- [Given request]: Update the part that opens with the line containing "Q: For every instance of the player's right" and closes with the line containing "x=272, y=158", putting "racquet" wherever "racket" appears and leaving everything else as it is. Give back only those lines.

[Pointing dataset records]
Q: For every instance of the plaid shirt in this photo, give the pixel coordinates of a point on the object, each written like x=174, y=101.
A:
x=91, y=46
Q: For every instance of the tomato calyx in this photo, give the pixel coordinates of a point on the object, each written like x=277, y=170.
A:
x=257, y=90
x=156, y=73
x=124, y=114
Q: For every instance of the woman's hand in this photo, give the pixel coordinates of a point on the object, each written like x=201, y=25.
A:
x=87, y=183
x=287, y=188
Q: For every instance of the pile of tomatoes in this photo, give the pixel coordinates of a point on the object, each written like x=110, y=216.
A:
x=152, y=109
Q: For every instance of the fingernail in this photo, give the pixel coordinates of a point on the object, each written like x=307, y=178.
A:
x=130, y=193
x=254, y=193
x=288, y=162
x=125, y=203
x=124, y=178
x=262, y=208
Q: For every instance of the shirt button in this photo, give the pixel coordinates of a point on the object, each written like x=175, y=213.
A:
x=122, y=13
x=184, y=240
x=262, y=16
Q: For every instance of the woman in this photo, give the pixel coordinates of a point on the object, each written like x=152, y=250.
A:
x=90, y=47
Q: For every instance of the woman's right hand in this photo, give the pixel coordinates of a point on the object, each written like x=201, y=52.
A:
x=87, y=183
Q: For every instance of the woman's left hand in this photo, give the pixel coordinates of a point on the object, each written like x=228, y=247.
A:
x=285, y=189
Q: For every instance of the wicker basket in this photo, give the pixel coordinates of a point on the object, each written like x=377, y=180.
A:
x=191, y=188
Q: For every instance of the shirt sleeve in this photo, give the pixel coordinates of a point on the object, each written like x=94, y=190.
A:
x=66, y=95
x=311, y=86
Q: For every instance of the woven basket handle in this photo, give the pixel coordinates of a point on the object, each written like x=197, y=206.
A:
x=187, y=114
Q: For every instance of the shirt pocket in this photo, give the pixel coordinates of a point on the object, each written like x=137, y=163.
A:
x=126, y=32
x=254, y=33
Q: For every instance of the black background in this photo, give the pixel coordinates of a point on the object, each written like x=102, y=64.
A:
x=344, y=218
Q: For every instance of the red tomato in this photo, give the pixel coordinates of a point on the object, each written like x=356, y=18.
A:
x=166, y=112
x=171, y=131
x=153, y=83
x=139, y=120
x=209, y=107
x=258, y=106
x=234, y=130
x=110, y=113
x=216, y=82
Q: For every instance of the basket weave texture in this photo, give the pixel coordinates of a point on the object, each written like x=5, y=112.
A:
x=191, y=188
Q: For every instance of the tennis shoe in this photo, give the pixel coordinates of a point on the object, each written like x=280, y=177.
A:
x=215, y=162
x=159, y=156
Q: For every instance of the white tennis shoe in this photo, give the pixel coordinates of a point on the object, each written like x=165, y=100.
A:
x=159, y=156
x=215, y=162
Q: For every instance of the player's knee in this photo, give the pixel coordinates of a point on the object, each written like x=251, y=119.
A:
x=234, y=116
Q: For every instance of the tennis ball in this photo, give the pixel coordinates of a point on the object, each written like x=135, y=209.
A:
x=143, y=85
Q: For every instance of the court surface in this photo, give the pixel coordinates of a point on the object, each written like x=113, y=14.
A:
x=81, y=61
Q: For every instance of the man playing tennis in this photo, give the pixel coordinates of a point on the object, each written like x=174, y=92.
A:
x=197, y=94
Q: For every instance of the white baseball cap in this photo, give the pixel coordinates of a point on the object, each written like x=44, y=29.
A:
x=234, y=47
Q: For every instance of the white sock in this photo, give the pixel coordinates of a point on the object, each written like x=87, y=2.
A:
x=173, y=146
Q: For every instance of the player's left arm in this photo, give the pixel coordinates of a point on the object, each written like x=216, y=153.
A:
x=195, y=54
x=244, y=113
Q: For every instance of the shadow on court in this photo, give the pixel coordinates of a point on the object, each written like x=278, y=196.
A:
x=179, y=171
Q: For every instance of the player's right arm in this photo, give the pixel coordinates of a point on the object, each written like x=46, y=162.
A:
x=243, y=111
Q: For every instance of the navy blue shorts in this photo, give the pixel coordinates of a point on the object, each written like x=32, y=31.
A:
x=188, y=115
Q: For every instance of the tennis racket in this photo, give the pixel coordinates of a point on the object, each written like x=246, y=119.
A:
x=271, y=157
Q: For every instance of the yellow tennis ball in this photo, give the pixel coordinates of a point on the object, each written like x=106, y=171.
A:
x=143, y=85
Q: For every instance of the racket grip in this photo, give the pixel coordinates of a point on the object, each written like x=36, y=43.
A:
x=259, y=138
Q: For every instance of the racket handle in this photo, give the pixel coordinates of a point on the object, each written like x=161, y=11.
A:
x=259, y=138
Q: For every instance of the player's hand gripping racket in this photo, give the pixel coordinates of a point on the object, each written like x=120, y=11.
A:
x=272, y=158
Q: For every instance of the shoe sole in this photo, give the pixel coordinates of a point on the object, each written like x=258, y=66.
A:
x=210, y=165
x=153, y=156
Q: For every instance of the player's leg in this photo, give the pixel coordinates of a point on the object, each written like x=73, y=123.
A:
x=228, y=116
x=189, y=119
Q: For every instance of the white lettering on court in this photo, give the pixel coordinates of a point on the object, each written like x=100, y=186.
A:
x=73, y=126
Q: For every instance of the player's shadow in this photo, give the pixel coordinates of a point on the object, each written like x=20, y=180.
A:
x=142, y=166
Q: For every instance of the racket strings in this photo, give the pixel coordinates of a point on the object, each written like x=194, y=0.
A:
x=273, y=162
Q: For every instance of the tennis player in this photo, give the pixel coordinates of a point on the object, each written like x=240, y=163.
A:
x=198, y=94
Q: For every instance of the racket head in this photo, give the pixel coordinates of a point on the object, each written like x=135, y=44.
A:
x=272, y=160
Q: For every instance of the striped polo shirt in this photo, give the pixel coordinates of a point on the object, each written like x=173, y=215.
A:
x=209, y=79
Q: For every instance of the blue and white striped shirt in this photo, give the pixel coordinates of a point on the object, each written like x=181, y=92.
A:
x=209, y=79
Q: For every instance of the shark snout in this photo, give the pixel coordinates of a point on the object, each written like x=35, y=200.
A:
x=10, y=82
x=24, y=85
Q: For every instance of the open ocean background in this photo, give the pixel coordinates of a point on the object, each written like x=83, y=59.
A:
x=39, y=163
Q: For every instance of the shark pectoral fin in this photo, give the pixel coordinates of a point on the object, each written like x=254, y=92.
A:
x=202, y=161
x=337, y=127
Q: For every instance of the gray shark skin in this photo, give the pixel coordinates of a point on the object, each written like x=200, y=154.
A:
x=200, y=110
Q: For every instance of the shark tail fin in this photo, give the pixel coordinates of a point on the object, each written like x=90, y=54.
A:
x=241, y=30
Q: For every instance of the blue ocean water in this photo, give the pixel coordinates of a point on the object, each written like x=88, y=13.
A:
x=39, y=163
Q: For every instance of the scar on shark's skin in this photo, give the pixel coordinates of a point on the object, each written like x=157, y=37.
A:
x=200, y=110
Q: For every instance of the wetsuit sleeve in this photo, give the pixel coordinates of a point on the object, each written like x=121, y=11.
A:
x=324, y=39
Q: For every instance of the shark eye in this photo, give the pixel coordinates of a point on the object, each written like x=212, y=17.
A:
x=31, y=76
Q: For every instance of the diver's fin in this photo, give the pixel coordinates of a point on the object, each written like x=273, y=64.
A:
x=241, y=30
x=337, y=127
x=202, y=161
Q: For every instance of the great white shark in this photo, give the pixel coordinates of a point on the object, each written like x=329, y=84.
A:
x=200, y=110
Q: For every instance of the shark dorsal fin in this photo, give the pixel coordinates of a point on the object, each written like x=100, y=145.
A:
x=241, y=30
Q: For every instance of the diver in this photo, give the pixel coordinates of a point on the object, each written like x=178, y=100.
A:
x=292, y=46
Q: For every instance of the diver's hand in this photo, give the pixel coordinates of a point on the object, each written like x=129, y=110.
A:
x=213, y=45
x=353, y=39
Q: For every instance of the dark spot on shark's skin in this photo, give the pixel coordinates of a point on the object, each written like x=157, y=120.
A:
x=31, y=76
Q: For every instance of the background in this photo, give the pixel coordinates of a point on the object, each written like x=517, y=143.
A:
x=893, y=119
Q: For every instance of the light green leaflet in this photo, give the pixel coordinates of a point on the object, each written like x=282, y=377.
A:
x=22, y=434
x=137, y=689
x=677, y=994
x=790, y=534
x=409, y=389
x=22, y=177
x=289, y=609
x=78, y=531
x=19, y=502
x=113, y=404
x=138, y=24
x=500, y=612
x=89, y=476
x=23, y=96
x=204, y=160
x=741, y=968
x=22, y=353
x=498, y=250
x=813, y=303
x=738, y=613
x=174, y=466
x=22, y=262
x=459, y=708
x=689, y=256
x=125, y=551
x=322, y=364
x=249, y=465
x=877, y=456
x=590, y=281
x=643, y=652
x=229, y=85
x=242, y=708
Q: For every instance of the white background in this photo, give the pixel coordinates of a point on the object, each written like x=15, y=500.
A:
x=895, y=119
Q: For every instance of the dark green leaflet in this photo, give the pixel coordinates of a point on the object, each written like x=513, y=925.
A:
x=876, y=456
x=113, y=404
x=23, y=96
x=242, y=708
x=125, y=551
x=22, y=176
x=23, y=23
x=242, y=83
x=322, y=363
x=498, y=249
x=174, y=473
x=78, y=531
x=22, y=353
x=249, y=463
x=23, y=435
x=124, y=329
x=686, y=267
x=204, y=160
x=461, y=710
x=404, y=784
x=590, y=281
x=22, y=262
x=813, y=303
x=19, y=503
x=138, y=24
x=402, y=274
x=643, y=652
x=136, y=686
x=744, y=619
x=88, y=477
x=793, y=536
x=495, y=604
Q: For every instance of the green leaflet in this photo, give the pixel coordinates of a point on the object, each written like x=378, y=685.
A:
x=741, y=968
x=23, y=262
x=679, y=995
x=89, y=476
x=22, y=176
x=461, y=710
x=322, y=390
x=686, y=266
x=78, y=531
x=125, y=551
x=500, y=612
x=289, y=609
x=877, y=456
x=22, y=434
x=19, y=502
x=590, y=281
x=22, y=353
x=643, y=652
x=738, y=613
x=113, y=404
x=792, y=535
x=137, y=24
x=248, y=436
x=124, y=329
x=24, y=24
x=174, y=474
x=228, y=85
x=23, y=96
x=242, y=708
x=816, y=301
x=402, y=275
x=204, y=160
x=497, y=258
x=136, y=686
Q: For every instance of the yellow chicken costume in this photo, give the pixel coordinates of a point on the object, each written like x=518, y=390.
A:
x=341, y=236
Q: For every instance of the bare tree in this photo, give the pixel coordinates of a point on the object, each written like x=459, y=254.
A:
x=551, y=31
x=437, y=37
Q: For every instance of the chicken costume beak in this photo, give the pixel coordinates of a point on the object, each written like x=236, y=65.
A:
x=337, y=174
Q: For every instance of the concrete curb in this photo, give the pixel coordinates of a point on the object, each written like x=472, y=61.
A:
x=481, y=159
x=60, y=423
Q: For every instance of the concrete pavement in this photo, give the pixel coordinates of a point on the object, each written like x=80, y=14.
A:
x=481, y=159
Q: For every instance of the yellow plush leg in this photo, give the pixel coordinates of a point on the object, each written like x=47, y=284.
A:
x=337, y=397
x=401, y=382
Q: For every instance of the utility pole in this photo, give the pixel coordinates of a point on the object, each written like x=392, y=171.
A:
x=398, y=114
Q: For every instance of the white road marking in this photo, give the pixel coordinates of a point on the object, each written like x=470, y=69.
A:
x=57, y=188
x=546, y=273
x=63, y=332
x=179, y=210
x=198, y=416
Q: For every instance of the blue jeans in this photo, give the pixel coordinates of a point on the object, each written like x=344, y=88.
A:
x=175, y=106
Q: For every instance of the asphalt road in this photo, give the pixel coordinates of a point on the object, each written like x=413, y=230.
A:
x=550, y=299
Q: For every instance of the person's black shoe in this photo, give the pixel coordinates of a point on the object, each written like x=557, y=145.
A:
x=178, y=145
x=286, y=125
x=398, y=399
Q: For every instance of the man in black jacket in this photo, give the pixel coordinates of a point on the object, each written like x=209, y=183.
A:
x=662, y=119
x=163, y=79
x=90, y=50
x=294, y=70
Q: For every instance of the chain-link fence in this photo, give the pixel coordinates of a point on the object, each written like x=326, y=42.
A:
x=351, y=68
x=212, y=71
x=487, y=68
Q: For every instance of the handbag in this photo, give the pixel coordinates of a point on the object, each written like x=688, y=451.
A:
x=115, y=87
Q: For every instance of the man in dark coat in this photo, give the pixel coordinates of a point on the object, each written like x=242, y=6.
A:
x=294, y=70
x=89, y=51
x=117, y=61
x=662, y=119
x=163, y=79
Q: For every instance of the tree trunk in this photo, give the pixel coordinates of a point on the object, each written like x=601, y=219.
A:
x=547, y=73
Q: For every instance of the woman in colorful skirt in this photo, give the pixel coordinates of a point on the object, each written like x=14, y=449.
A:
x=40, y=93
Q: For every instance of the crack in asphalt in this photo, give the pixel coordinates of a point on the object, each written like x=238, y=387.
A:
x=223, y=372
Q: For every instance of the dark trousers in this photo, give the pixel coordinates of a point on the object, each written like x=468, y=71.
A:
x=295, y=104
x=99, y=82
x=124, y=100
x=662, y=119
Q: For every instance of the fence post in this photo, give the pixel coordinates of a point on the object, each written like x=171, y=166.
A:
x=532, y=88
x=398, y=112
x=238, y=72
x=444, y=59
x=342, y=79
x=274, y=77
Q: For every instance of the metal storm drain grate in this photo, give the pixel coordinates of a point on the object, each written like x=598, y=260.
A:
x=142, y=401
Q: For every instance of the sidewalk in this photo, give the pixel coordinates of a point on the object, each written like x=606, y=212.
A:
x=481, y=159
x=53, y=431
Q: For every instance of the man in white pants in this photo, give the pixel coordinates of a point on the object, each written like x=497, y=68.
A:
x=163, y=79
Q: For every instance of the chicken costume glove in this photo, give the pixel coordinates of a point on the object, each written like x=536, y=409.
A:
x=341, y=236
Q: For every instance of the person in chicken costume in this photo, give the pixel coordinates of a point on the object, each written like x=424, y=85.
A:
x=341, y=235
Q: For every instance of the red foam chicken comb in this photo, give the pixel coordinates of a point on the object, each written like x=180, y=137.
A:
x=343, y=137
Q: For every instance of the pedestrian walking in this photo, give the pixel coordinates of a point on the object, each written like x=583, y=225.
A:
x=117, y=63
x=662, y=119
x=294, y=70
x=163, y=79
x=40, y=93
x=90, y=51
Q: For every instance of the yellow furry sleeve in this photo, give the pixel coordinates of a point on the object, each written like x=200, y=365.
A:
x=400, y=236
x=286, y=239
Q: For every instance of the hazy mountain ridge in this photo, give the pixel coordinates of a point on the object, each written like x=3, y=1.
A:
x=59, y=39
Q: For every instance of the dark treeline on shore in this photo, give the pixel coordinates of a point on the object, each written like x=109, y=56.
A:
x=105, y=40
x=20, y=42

- [Exercise answer]:
Q: For every instance of the player's right arm in this photo, give the pixel coordinates of a point on the object, each written like x=46, y=162.
A:
x=243, y=111
Q: For every instance of the navy blue shorts in this photo, give the pixel coordinates of a point on the object, each written like x=32, y=31.
A:
x=188, y=115
Q: For every instance of the tennis racquet in this photo, give the pixel coordinates of a point on the object, each written like x=246, y=119.
A:
x=271, y=157
Q: For every instance of the yellow tennis ball in this photo, give the pixel coordinates of a point on the object, each written like x=106, y=171.
A:
x=143, y=85
Q: For every instance of the racquet grip in this photo, give the pixel coordinates of a point on the object, each written like x=36, y=43.
A:
x=259, y=138
Q: For every instance of the racquet handle in this photo, give the pixel coordinates of a point on the object, each written like x=161, y=11.
A:
x=259, y=138
Q: For every instance of the player's hand gripping racquet in this photo, give the pixel coordinates of a point on the object, each written like x=120, y=11.
A:
x=272, y=158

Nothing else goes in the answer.